STATED PROBLEM ::
Gather every line in the entries below that contains the word "column", and copy each such line in full.

###

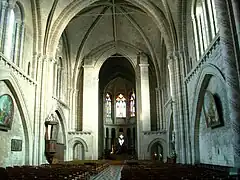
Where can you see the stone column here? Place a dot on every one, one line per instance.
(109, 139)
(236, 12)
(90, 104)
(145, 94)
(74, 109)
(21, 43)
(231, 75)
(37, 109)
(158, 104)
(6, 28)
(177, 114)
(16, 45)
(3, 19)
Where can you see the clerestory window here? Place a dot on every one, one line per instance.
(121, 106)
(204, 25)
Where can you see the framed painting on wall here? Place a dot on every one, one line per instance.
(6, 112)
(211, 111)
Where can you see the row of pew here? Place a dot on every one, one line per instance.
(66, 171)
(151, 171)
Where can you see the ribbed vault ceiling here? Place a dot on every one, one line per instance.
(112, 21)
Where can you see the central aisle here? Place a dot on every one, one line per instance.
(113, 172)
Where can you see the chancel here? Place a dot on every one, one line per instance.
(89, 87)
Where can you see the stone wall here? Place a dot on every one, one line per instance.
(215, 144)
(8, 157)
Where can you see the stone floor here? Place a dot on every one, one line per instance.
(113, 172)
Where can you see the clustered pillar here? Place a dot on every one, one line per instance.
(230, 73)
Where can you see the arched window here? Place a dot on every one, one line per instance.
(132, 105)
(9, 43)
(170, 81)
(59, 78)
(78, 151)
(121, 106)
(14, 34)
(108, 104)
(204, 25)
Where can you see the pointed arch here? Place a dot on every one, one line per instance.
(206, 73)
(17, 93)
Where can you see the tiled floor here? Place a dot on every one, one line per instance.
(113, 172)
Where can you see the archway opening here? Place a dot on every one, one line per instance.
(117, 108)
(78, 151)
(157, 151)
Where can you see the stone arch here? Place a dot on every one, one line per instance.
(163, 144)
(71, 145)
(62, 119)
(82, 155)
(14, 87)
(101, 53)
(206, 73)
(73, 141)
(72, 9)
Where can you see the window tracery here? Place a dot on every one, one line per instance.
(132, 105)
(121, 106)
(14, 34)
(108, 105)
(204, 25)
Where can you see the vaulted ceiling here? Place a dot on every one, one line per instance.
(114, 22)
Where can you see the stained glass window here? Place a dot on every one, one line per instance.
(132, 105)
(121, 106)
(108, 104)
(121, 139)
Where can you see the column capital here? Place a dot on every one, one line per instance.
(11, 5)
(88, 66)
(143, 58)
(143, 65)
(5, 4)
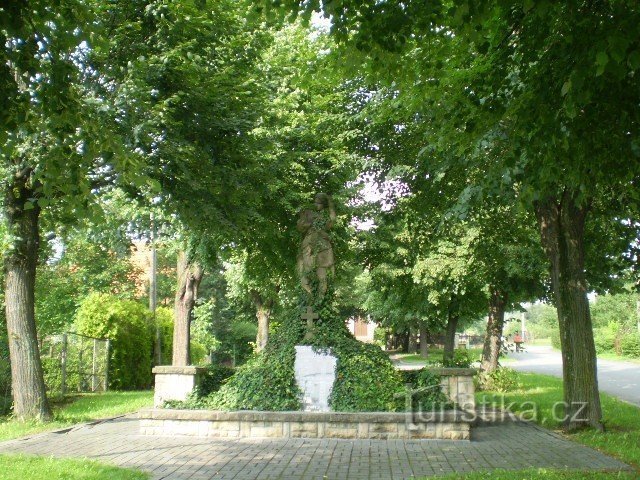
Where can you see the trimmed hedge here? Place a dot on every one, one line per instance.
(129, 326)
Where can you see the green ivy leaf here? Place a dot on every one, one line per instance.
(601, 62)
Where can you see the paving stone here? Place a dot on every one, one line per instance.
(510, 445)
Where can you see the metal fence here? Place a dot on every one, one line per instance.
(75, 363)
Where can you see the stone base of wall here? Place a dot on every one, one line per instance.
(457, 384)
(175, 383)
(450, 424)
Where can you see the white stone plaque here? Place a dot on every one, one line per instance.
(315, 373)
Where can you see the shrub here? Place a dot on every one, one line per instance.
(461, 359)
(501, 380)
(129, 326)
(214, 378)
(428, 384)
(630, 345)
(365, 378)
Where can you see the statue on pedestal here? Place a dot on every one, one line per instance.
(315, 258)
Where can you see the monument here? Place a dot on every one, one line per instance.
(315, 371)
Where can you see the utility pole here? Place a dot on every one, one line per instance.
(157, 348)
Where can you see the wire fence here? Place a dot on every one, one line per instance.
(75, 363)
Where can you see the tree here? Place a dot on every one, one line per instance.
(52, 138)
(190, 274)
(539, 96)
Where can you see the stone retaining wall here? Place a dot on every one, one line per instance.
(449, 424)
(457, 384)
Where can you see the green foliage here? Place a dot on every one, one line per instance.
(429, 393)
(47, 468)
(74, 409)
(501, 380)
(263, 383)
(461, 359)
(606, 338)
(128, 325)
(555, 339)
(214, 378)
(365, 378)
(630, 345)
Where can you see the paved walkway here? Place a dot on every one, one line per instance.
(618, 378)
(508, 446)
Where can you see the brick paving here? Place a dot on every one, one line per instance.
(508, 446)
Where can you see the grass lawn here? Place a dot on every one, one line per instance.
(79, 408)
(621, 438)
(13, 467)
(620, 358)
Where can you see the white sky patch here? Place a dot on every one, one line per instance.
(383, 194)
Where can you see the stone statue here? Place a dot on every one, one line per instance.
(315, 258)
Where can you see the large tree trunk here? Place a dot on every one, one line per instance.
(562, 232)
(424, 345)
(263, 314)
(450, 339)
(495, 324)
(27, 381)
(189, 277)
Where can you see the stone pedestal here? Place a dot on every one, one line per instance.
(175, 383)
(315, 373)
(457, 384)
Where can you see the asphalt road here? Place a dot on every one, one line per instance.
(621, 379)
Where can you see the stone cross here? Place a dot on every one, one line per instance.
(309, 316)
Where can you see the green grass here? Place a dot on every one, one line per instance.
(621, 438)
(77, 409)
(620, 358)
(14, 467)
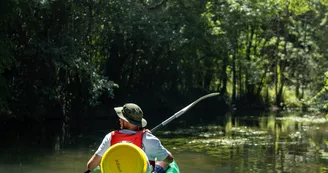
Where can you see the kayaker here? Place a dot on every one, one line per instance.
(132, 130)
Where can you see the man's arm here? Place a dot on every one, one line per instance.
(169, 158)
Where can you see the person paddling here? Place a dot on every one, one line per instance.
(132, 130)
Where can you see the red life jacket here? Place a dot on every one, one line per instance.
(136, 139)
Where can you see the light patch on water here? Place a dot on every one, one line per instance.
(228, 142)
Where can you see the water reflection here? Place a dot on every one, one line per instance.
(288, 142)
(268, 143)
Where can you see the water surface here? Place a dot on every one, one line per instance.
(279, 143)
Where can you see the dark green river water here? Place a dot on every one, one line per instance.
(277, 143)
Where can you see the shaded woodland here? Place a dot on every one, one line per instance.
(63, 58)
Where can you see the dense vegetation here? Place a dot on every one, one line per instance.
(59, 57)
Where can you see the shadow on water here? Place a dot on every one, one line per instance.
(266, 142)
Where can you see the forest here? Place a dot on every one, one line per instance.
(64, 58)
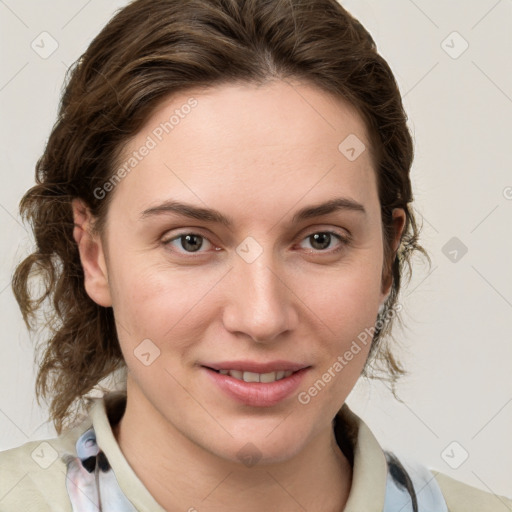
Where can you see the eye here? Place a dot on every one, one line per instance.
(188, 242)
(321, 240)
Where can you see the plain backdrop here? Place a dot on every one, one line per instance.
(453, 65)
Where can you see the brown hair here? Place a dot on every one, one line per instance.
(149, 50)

###

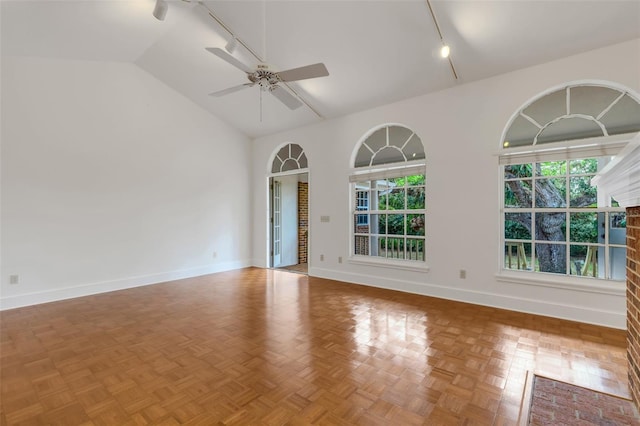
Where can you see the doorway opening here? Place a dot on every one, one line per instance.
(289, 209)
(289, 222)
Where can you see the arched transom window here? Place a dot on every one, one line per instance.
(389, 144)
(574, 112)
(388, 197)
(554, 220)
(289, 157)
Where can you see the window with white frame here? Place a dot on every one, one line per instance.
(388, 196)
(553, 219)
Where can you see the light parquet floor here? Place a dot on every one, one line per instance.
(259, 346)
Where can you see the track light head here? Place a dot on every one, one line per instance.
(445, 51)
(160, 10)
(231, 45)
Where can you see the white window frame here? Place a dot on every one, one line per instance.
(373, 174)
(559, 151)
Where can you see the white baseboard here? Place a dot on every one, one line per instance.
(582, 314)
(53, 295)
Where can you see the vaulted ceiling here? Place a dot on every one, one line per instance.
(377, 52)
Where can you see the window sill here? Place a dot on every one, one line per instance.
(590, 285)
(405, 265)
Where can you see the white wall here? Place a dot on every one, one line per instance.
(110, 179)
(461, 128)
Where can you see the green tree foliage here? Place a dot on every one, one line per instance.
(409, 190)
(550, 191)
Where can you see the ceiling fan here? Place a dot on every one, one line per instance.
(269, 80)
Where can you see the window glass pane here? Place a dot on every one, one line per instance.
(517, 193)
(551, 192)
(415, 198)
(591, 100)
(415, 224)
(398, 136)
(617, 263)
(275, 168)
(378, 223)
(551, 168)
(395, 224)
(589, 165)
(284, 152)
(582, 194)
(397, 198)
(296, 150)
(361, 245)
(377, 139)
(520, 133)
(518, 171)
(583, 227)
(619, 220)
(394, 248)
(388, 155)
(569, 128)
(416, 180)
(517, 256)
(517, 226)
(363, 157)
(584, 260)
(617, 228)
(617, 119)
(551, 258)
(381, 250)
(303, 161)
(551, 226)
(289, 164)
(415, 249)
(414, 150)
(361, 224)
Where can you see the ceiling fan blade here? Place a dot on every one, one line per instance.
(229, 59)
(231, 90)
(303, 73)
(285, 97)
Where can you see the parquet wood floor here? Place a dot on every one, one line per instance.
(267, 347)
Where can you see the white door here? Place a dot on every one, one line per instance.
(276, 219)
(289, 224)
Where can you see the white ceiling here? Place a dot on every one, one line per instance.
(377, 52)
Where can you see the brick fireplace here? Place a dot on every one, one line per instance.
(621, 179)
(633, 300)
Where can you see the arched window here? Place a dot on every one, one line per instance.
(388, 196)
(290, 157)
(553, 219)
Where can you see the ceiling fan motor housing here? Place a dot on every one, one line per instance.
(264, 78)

###

ANSWER FOR THIS EXERCISE ::
Where can you see the stone column here? Place a dot on every one, one line per instance.
Where can you see the column capital here? Place a dot on every one, one line per instance.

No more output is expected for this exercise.